━━━ Page text
Purification and proteomic profiling of PSD-95 interactors from in vivo potentiated synapses

The acquisition of new memories is accompanied by long-lasting modifications in the strength of information transmission between neurons i.e., synaptic plasticity. The structural substrate for synaptic plasticity is the reorganization of the protein content of the synapses. This includes changes in the subunit composition of pre-existing complexes, synthesis or accumulation/relocalization of new proteins, and the formation of new interactions, which can be induced or stabilized by posttranslational modifications (Herring & Nicoll, Ann Review Physiol 2016;78, 351–65). The postsynaptic density (PSD) is a hub of these processes; indeed, PSD-95 interacts with many structural proteins (Shank3, PSD-93) and effectors (AMPARs, NMDARs, CaMKII) (Okabe, Mol Cell Neurosci 2007;34, 503–18). While the set of PSD-95 interactors in the forebrain has been defined by means of proteomic analysis (Fernández et al., Mol Syst Biol 2009;5, 269), to date it has not been possible to describe how the interactome of PSD-95 changes in response to synapse potentiation. To fill this gap, we exploited the SynActive toolbox, which we recently developed to achieve specific expression of proteins of interests at potentiated synapses (Gobbo et al., Nat Comm 2017;8, 1629), to selectively purify the interactors of PSD-95 from potentiated synapses in vivo. A SynActive-controlled, FLAG-tagged version of PSD-95 was delivered via AAV to the hippocampus of mice, which were subsequently challenged with contextual fear conditioning. PSDs were then isolated by affinity purification and their protein content analysed by mass spectrometry. As a reference set, we analysed the interactomics of FLAG-tagged PSD-95 constitutively expressed in home caged animals. Our proteomics data, validated by Western Blot, are the first report of an unbiased comparison of the protein content of the PSD between unstimulated and potentiated synapses. Our data provide a deeper understanding of the mechanisms acting in concert at the synapse during learning. This approach can be applied also to mouse models for neurodegenerative pathologies, like Alzheimer’s disease, to look for structural alterations at precocious stages of the disease, thus helping in the search for early therapeutic interventions.
━━━━━━
━━━ Information supplied
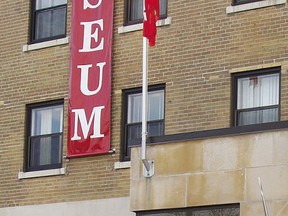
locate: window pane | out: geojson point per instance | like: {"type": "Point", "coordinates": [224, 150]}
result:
{"type": "Point", "coordinates": [134, 108]}
{"type": "Point", "coordinates": [45, 150]}
{"type": "Point", "coordinates": [47, 120]}
{"type": "Point", "coordinates": [258, 116]}
{"type": "Point", "coordinates": [155, 106]}
{"type": "Point", "coordinates": [136, 9]}
{"type": "Point", "coordinates": [50, 23]}
{"type": "Point", "coordinates": [258, 91]}
{"type": "Point", "coordinates": [41, 4]}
━━━━━━
▶ **What is needed**: According to the abstract on PSD-95 interactors, how was the FLAG-tagged PSD-95 delivered to the hippocampus of the mice?

▶ **Solution to the exercise**: Via AAV.